**Task directions**
The data must be reproduced verbatim; images are to be omitted.

**Information provided**

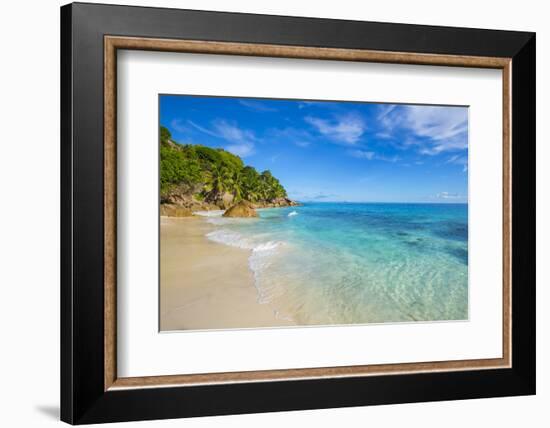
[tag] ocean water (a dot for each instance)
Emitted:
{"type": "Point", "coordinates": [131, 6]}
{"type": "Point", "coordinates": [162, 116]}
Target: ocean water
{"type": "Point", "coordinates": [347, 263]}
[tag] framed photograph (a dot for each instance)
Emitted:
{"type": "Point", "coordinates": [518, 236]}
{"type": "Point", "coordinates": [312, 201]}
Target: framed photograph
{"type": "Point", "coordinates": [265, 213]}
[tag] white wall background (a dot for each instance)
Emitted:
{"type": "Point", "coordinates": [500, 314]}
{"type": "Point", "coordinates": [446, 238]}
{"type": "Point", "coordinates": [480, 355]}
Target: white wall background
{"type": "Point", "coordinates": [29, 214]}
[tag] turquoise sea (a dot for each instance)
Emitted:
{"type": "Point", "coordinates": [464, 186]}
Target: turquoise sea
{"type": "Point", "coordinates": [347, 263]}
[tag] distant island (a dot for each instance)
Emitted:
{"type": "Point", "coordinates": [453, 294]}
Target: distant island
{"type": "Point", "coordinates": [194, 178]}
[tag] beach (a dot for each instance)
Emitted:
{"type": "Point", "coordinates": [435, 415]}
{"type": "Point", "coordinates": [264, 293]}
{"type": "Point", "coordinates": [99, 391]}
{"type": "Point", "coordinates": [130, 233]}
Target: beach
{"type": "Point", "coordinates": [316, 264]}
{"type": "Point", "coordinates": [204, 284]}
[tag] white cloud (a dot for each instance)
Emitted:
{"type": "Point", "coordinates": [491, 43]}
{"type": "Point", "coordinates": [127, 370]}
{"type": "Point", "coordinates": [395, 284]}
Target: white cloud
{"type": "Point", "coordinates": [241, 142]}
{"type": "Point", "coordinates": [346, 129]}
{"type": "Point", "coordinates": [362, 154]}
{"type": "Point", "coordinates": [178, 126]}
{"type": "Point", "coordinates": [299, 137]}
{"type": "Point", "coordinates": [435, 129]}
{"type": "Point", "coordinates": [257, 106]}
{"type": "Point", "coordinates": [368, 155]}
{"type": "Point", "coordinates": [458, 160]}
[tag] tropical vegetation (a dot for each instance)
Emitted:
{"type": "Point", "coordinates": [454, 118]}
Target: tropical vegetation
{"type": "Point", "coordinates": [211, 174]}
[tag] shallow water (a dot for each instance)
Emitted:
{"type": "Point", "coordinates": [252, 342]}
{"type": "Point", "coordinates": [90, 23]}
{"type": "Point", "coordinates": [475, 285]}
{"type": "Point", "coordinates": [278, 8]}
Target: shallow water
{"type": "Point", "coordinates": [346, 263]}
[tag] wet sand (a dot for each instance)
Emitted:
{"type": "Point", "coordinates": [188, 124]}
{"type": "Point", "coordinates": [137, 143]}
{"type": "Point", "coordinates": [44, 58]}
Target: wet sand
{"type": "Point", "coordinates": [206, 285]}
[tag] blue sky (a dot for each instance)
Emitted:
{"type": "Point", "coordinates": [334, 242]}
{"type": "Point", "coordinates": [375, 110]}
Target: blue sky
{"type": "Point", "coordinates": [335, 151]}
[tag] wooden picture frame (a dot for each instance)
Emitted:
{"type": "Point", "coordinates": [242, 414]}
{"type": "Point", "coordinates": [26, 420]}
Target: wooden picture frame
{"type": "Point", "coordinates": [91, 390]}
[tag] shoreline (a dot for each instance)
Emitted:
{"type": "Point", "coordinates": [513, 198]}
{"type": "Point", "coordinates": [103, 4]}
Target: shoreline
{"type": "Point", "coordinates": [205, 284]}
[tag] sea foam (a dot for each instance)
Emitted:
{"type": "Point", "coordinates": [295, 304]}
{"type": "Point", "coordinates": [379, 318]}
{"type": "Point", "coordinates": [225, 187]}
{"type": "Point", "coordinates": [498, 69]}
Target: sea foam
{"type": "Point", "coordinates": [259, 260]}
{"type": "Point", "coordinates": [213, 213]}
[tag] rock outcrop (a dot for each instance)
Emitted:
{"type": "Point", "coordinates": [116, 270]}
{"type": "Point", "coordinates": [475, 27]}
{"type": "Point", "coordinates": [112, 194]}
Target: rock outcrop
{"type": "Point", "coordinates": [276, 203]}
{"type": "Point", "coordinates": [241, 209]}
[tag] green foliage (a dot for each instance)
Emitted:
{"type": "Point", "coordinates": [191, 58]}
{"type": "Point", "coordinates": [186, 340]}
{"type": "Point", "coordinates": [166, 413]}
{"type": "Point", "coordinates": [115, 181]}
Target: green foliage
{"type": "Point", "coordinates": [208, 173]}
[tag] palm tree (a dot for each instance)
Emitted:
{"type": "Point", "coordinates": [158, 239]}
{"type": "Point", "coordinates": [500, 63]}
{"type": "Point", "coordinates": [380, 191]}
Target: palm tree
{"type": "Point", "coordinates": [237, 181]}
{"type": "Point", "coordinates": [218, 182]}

**Answer box**
[tag] ocean water (a dot for each instance)
Emitted:
{"type": "Point", "coordinates": [131, 6]}
{"type": "Point", "coordinates": [162, 116]}
Target: ocean water
{"type": "Point", "coordinates": [347, 263]}
[tag] framed photograph (a dot for each instance)
Emitted:
{"type": "Point", "coordinates": [518, 236]}
{"type": "Point", "coordinates": [312, 201]}
Target: framed photograph
{"type": "Point", "coordinates": [265, 213]}
[tag] white wall background (a dot for each instance)
Emitted:
{"type": "Point", "coordinates": [500, 314]}
{"type": "Point", "coordinates": [446, 238]}
{"type": "Point", "coordinates": [480, 355]}
Target: white wall background
{"type": "Point", "coordinates": [29, 214]}
[tag] turquoise sea (a dot for each instance)
Emitted:
{"type": "Point", "coordinates": [464, 186]}
Target: turquoise sea
{"type": "Point", "coordinates": [347, 263]}
[tag] distant island (a dot for each instance)
Emitted:
{"type": "Point", "coordinates": [453, 294]}
Target: distant island
{"type": "Point", "coordinates": [194, 178]}
[tag] beach (a dot for each instance)
Emitted:
{"type": "Point", "coordinates": [435, 415]}
{"type": "Point", "coordinates": [264, 293]}
{"type": "Point", "coordinates": [99, 391]}
{"type": "Point", "coordinates": [130, 233]}
Target: beach
{"type": "Point", "coordinates": [316, 264]}
{"type": "Point", "coordinates": [204, 284]}
[tag] white cloud (a dot for each instance)
Emitted:
{"type": "Point", "coordinates": [491, 43]}
{"type": "Point", "coordinates": [127, 370]}
{"type": "Point", "coordinates": [395, 284]}
Target: white cloud
{"type": "Point", "coordinates": [241, 142]}
{"type": "Point", "coordinates": [346, 129]}
{"type": "Point", "coordinates": [362, 154]}
{"type": "Point", "coordinates": [178, 126]}
{"type": "Point", "coordinates": [299, 137]}
{"type": "Point", "coordinates": [435, 129]}
{"type": "Point", "coordinates": [257, 106]}
{"type": "Point", "coordinates": [368, 155]}
{"type": "Point", "coordinates": [458, 160]}
[tag] tropical vegetation (a dot for each instance)
Emitted:
{"type": "Point", "coordinates": [454, 118]}
Target: tropical vegetation
{"type": "Point", "coordinates": [211, 174]}
[tag] shallow water (a dot for each instance)
Emitted:
{"type": "Point", "coordinates": [252, 342]}
{"type": "Point", "coordinates": [90, 23]}
{"type": "Point", "coordinates": [475, 285]}
{"type": "Point", "coordinates": [278, 8]}
Target: shallow water
{"type": "Point", "coordinates": [346, 263]}
[tag] wet sand (a dot for each instance)
Emitted:
{"type": "Point", "coordinates": [188, 124]}
{"type": "Point", "coordinates": [137, 143]}
{"type": "Point", "coordinates": [44, 58]}
Target: wet sand
{"type": "Point", "coordinates": [206, 285]}
[tag] blue sky (a dot for each instance)
Emitted:
{"type": "Point", "coordinates": [334, 242]}
{"type": "Point", "coordinates": [375, 110]}
Target: blue sky
{"type": "Point", "coordinates": [335, 151]}
[tag] wooden picture frame (a dot for each instance)
Emitted:
{"type": "Point", "coordinates": [242, 414]}
{"type": "Point", "coordinates": [26, 420]}
Target: wooden picture frame
{"type": "Point", "coordinates": [91, 390]}
[tag] shoreline (a dot for each instance)
Emitted:
{"type": "Point", "coordinates": [513, 198]}
{"type": "Point", "coordinates": [103, 4]}
Target: shoreline
{"type": "Point", "coordinates": [205, 284]}
[tag] sea foam (a dot for each instance)
Emitted:
{"type": "Point", "coordinates": [295, 304]}
{"type": "Point", "coordinates": [379, 318]}
{"type": "Point", "coordinates": [225, 187]}
{"type": "Point", "coordinates": [498, 69]}
Target: sea foam
{"type": "Point", "coordinates": [259, 260]}
{"type": "Point", "coordinates": [213, 213]}
[tag] rock outcrop (a dot for each instance)
Emitted:
{"type": "Point", "coordinates": [116, 270]}
{"type": "Point", "coordinates": [475, 27]}
{"type": "Point", "coordinates": [112, 194]}
Target: rock outcrop
{"type": "Point", "coordinates": [276, 203]}
{"type": "Point", "coordinates": [241, 209]}
[tag] green foliage (a dot for each instance)
Emitted:
{"type": "Point", "coordinates": [191, 58]}
{"type": "Point", "coordinates": [186, 340]}
{"type": "Point", "coordinates": [166, 413]}
{"type": "Point", "coordinates": [115, 181]}
Target: green foliage
{"type": "Point", "coordinates": [208, 173]}
[tag] palm tree (a dot for each instance)
Emitted:
{"type": "Point", "coordinates": [158, 239]}
{"type": "Point", "coordinates": [500, 63]}
{"type": "Point", "coordinates": [380, 191]}
Target: palm tree
{"type": "Point", "coordinates": [237, 181]}
{"type": "Point", "coordinates": [218, 182]}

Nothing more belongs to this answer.